- [Task instructions]
Please transcribe the part of the passage on online church that opens with the words containing "Sound familiar?" and closes with "a lot faster.".

Instead, I turned to YouTube and started watching some tutorials on how to improve my mid-game. The chess bug in me is growing again and at some point it will lead to me engaging in a local chess community.

Sound familiar?

This is how we all think, and how people in our spheres approach church. It starts with questions about life that remain unanswered. But in this day and age they’re not going to turn to a church building, they’re going to turn to a YouTube video, or a Facebook Page.

Online church is now an essential strategy for all churches, regardless of size if they wish to engage with people who are seeking a relationship with God.

3. Churches with Online Services already in play adapted faster

This seems obvious, but the ramifications are profound. When COVID struck, there were some larger churches that I follow that already had online church in place already. So what they did was… they just carried on as normal, but didn’t have people in the room. Because they had already innovated, they could adapt to the change a lot faster.

I remember hearing John Glass, former General Superintendent of Elim UK and friend of thinking.church, say that you can either be like a road or a river. If you drop a giant boulder in a road, the traffic must stop whilst you work out what’s going on. You then need to remove the boulder before the traffic can resume their journeys. Whereas if a boulder falls in a river, the water just flows around it.

Churches need to be early adopters when it comes to innovating. The faster churches innovate, the faster they can get back to their mission rather than figuring out what’s going on. If your church can become an innovative church, you’ll be ready to flow around the next crisis that hits.

4. Services must change from attractional to serving needs

Back in 2019, churches were generally attractional in nature. That means we worked really hard on getting the music right, the lighting right, the sound system right. All of these things are important and won’t stop being important in the future. However, there’s a saying that “content is king” and on the internet that’s even more the case.

Nowadays people are getting a huge following with very simple tools, often just an iPhone and a few apps. It’s the content that people want to watch.

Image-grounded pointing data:
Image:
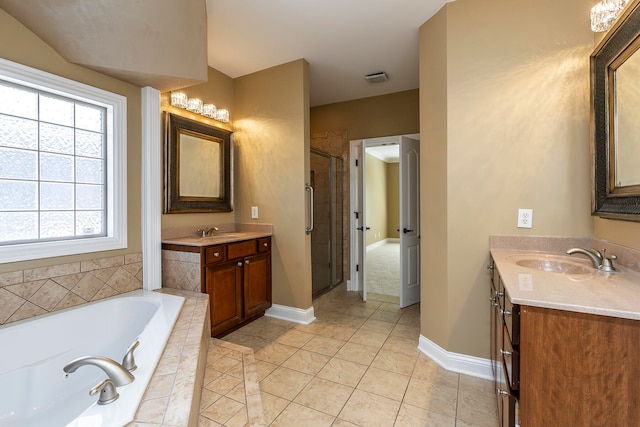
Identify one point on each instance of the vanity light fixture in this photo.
(604, 14)
(195, 105)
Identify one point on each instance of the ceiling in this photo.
(342, 41)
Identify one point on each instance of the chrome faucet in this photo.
(598, 259)
(207, 232)
(118, 375)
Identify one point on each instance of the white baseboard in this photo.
(456, 362)
(291, 314)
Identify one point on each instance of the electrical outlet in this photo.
(525, 218)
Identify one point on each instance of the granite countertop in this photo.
(583, 289)
(216, 239)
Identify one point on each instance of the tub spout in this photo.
(116, 373)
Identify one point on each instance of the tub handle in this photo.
(128, 362)
(107, 390)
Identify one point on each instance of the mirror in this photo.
(615, 130)
(197, 167)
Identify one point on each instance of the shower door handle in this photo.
(309, 188)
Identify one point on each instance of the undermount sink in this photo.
(552, 263)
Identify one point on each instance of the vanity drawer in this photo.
(511, 362)
(214, 254)
(242, 249)
(264, 245)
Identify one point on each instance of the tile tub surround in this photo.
(28, 293)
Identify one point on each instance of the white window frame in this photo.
(116, 165)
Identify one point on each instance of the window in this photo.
(62, 166)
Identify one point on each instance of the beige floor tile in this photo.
(295, 338)
(436, 398)
(384, 383)
(481, 410)
(395, 362)
(412, 416)
(285, 383)
(307, 362)
(222, 410)
(275, 353)
(325, 396)
(358, 353)
(298, 415)
(379, 326)
(343, 372)
(368, 409)
(272, 406)
(324, 345)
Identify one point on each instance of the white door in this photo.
(409, 221)
(359, 221)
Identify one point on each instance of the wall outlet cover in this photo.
(525, 218)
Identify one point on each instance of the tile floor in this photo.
(356, 365)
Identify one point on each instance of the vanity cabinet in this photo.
(237, 277)
(559, 368)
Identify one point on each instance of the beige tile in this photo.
(298, 415)
(325, 396)
(324, 345)
(275, 353)
(368, 409)
(395, 362)
(369, 338)
(384, 383)
(295, 338)
(307, 362)
(437, 398)
(411, 416)
(272, 405)
(222, 410)
(379, 326)
(343, 372)
(358, 353)
(285, 383)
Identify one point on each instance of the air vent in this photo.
(376, 77)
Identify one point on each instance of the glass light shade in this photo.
(194, 105)
(209, 110)
(604, 14)
(179, 99)
(222, 115)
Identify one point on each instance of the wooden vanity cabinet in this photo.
(237, 277)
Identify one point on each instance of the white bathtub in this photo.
(34, 390)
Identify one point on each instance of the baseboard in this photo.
(456, 362)
(291, 314)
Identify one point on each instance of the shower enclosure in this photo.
(327, 235)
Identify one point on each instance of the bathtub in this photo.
(35, 391)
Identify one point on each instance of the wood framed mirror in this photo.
(198, 167)
(615, 129)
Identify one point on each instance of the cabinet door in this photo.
(224, 286)
(257, 284)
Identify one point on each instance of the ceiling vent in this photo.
(376, 77)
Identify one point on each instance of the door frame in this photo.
(352, 283)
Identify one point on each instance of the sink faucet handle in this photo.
(107, 390)
(128, 362)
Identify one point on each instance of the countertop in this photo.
(216, 239)
(614, 294)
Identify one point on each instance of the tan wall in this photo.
(22, 46)
(272, 139)
(516, 109)
(376, 203)
(385, 115)
(218, 90)
(393, 200)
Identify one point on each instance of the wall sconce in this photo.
(604, 14)
(195, 105)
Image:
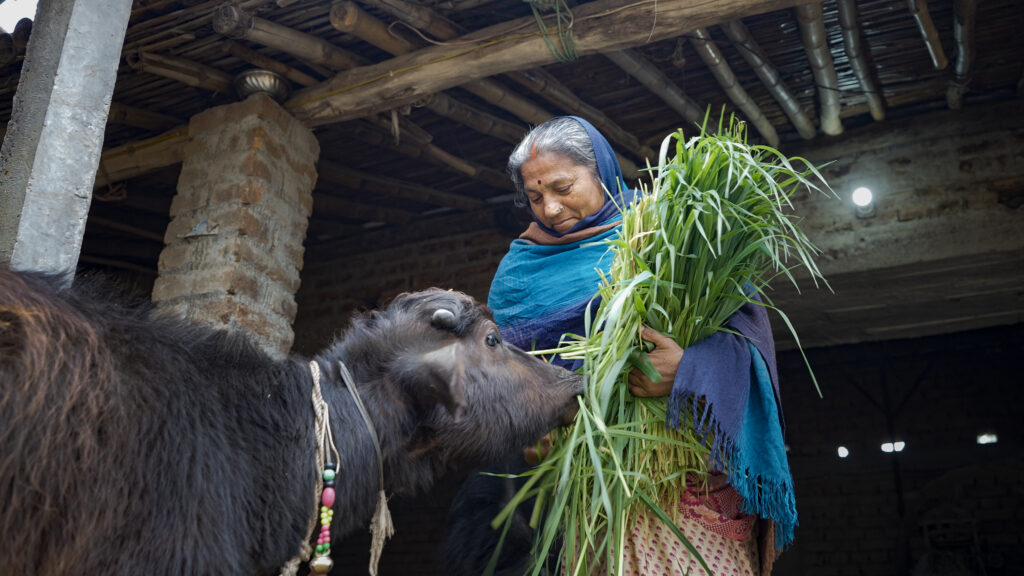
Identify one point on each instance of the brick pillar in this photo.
(233, 248)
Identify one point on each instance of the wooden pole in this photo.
(235, 23)
(392, 188)
(139, 158)
(541, 82)
(812, 30)
(184, 71)
(858, 59)
(713, 57)
(260, 60)
(600, 26)
(655, 81)
(919, 9)
(758, 60)
(964, 35)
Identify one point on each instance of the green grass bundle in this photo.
(716, 227)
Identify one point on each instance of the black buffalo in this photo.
(131, 443)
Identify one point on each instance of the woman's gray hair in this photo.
(562, 135)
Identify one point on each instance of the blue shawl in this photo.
(542, 291)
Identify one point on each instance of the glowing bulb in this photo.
(987, 438)
(862, 197)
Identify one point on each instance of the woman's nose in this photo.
(553, 208)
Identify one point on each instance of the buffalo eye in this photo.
(493, 339)
(443, 319)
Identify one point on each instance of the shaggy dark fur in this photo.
(135, 444)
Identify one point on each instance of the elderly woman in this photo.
(566, 174)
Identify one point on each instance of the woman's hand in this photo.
(665, 358)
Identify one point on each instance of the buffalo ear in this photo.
(443, 319)
(444, 372)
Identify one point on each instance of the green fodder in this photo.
(715, 229)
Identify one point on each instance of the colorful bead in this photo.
(328, 497)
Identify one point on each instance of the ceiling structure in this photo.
(417, 105)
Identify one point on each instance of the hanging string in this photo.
(564, 50)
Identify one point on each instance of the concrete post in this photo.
(55, 135)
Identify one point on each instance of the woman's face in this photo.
(559, 192)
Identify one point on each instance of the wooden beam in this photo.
(848, 21)
(655, 81)
(139, 118)
(429, 22)
(964, 36)
(138, 158)
(332, 206)
(392, 188)
(348, 17)
(600, 26)
(758, 60)
(713, 57)
(919, 9)
(812, 30)
(237, 24)
(430, 153)
(184, 71)
(548, 86)
(260, 60)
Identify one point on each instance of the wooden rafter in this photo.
(812, 30)
(139, 118)
(393, 188)
(736, 32)
(600, 26)
(235, 23)
(260, 60)
(713, 57)
(964, 36)
(547, 86)
(655, 81)
(348, 17)
(367, 132)
(919, 9)
(848, 21)
(538, 80)
(334, 207)
(184, 71)
(139, 158)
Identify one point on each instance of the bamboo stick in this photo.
(546, 85)
(858, 60)
(701, 41)
(327, 205)
(964, 36)
(435, 25)
(184, 71)
(812, 30)
(7, 50)
(348, 17)
(260, 60)
(758, 60)
(131, 116)
(655, 81)
(138, 158)
(237, 24)
(392, 188)
(919, 9)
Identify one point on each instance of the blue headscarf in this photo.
(541, 291)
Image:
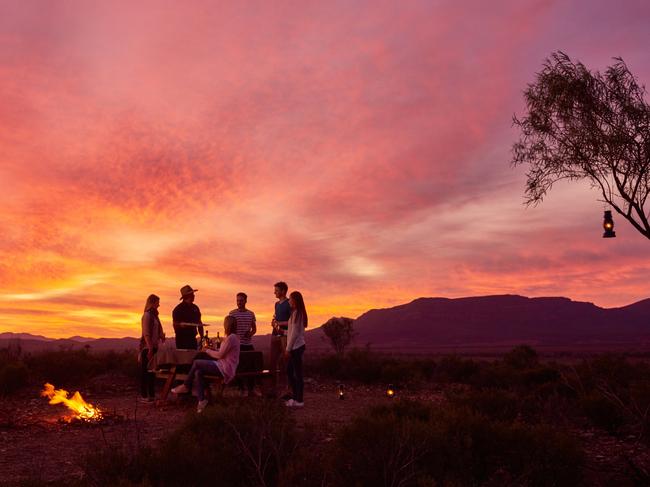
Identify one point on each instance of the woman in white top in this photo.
(152, 336)
(224, 364)
(296, 348)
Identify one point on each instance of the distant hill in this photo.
(35, 343)
(474, 323)
(501, 321)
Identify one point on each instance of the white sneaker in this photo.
(182, 389)
(201, 406)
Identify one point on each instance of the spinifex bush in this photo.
(413, 444)
(237, 443)
(612, 393)
(370, 367)
(13, 376)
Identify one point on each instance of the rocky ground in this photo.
(36, 444)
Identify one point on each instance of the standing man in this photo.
(246, 328)
(187, 312)
(279, 335)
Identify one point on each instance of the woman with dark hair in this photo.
(221, 362)
(296, 348)
(152, 336)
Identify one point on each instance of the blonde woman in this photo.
(296, 348)
(223, 362)
(152, 336)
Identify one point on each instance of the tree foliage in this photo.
(583, 125)
(339, 332)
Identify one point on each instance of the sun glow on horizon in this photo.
(361, 156)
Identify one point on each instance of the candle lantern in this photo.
(608, 225)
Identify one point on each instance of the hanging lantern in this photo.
(608, 225)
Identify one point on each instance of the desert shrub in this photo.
(453, 368)
(521, 357)
(13, 376)
(120, 466)
(495, 404)
(601, 411)
(235, 444)
(613, 393)
(413, 444)
(254, 440)
(369, 367)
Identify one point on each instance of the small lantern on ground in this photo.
(608, 225)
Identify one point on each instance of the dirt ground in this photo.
(35, 444)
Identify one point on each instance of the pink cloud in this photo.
(358, 151)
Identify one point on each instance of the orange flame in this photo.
(76, 403)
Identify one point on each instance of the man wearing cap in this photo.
(187, 312)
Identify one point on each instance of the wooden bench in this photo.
(251, 364)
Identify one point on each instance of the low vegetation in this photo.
(504, 422)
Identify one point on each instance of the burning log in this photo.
(81, 409)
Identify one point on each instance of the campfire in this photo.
(81, 410)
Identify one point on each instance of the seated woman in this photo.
(224, 363)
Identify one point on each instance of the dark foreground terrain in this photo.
(516, 420)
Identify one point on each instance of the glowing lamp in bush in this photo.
(608, 225)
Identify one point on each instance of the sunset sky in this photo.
(360, 151)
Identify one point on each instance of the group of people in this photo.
(287, 343)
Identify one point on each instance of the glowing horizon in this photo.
(359, 153)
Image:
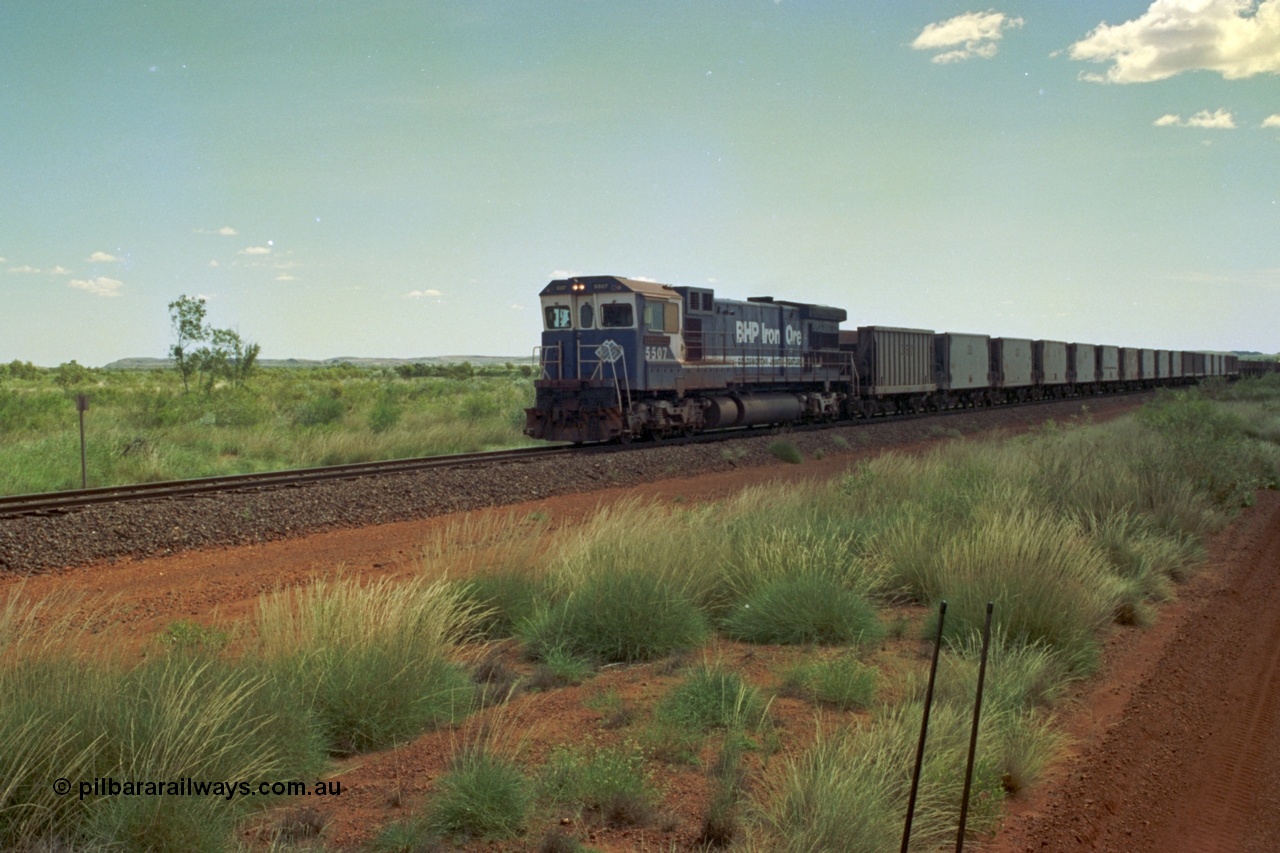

- [Task answer]
Sound familiar?

This is how we all think, and how people in our spheres approach church. It starts with questions about life that remain unanswered. But in this day and age they’re not going to turn to a church building, they’re going to turn to a YouTube video, or a Facebook Page.

Online church is now an essential strategy for all churches, regardless of size if they wish to engage with people who are seeking a relationship with God.

3. Churches with Online Services already in play adapted faster

This seems obvious, but the ramifications are profound. When COVID struck, there were some larger churches that I follow that already had online church in place already. So what they did was… they just carried on as normal, but didn’t have people in the room. Because they had already innovated, they could adapt to the change a lot faster.